start The records

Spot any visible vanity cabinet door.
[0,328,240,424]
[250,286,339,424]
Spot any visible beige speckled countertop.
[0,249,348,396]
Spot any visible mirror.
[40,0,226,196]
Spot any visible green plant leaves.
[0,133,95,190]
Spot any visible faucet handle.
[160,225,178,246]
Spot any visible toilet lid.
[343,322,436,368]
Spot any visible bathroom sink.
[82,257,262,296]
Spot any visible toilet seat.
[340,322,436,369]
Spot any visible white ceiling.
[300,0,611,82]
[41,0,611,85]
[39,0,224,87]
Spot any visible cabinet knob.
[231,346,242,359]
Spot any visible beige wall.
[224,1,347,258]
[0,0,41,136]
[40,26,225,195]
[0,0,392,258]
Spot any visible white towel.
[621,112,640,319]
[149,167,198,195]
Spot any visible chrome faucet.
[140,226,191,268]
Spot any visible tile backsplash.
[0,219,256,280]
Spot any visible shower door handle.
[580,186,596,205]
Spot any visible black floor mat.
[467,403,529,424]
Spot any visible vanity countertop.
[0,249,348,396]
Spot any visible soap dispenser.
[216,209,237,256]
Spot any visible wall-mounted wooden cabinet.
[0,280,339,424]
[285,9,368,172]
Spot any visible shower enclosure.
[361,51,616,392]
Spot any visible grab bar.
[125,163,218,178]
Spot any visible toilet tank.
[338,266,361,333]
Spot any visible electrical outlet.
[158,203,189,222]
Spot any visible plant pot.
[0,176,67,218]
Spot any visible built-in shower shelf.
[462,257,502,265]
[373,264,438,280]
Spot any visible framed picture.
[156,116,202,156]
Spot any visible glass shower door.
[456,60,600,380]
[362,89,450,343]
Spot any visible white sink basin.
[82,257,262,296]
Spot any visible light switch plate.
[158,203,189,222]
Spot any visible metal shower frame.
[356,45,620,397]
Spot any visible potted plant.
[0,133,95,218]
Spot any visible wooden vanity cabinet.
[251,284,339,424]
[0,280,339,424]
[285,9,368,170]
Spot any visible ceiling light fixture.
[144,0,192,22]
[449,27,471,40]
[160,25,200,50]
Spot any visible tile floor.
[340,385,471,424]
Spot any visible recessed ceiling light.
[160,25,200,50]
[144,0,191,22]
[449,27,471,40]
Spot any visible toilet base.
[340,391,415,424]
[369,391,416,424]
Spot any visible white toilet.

end The records

-- Written instruction --
Count the lines in the entries above that contain the string "tile", matching case exactly, and give only the number.

-- Solution --
2